■ Written exercise
Repeat each entry in full, exactly.

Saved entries

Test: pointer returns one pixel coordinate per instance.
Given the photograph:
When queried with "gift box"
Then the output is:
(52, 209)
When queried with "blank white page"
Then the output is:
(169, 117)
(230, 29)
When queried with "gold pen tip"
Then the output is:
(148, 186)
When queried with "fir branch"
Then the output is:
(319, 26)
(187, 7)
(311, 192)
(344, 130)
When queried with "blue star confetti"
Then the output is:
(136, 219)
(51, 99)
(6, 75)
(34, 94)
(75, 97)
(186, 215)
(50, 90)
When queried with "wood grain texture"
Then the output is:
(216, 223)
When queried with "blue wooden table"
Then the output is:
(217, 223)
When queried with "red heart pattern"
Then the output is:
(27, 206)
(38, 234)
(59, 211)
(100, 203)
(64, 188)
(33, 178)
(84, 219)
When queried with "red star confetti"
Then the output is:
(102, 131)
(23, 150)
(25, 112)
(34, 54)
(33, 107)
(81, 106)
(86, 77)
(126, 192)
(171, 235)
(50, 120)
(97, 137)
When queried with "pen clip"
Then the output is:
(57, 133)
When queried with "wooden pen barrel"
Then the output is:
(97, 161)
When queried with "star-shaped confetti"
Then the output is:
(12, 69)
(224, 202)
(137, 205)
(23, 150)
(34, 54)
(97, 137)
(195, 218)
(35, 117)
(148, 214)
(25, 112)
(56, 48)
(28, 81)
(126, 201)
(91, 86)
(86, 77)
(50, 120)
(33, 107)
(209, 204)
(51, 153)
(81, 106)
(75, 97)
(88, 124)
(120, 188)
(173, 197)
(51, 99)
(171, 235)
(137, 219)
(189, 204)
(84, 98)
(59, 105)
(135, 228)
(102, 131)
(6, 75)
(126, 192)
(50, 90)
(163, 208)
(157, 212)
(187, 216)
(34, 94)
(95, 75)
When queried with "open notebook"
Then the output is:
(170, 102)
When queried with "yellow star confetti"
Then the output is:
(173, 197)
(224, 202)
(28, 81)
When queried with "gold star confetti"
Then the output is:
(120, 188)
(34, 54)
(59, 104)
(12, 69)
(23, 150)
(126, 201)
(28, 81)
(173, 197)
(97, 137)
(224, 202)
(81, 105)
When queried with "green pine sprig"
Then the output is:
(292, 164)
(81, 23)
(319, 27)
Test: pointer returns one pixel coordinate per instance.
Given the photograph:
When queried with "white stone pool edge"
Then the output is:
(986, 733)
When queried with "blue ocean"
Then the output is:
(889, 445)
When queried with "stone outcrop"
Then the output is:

■ Result of this exercise
Test: pointer returns one pixel coordinate per instance.
Given the photograph:
When queried with "gift box"
Then the output is:
(52, 209)
When queried with "blank white page"
Then the output is:
(169, 117)
(230, 29)
When queried with "gold pen tip"
Then the output is:
(148, 186)
When queried with "fir branch"
Then the output is:
(319, 26)
(187, 7)
(311, 192)
(344, 130)
When queried with "blue star confetti"
Then the output is:
(136, 219)
(51, 99)
(6, 75)
(34, 94)
(75, 97)
(186, 215)
(50, 90)
When queried with "wood grain texture"
Then the output is:
(216, 223)
When queried with "blue wooden table"
Then the output is:
(217, 223)
When queried with "red heart pattern"
Then the output is:
(27, 206)
(38, 234)
(59, 211)
(100, 203)
(64, 188)
(33, 178)
(84, 219)
When queried with "red star confetti"
Then the output is:
(102, 131)
(23, 150)
(25, 112)
(34, 54)
(33, 107)
(81, 106)
(86, 77)
(126, 192)
(171, 235)
(50, 120)
(97, 137)
When queried with "pen clip"
Then the output is:
(57, 133)
When queried with "wooden pen barrel"
Then the output is:
(97, 161)
When queried with "star-shaped confetti"
Then the output is:
(12, 69)
(224, 202)
(137, 205)
(23, 150)
(34, 54)
(97, 137)
(195, 218)
(35, 117)
(148, 214)
(25, 112)
(56, 48)
(28, 81)
(126, 201)
(91, 86)
(86, 77)
(50, 120)
(33, 107)
(209, 204)
(51, 153)
(81, 106)
(75, 97)
(88, 124)
(120, 188)
(173, 197)
(51, 99)
(171, 235)
(137, 219)
(189, 204)
(84, 98)
(59, 105)
(135, 228)
(102, 131)
(6, 75)
(126, 192)
(50, 90)
(163, 208)
(157, 212)
(187, 216)
(34, 94)
(95, 75)
When queried with "open notebook"
Then the output is:
(170, 102)
When queried with "yellow star confetti"
Then the output is:
(173, 197)
(224, 202)
(28, 81)
When queried with "gold star confetti"
Then the output is:
(120, 188)
(34, 54)
(59, 104)
(12, 69)
(23, 150)
(126, 201)
(28, 81)
(173, 197)
(97, 137)
(224, 202)
(81, 105)
When queried with "green pine sprig"
Then the output is:
(292, 164)
(81, 23)
(319, 27)
Test: pointer returns one pixel coordinate per instance.
Given the photograph:
When queried with "white stone pool edge"
Then the output is:
(986, 733)
When queried with "blue ocean"
Then the output is:
(889, 445)
When queried with "stone outcrop"
Then the output is:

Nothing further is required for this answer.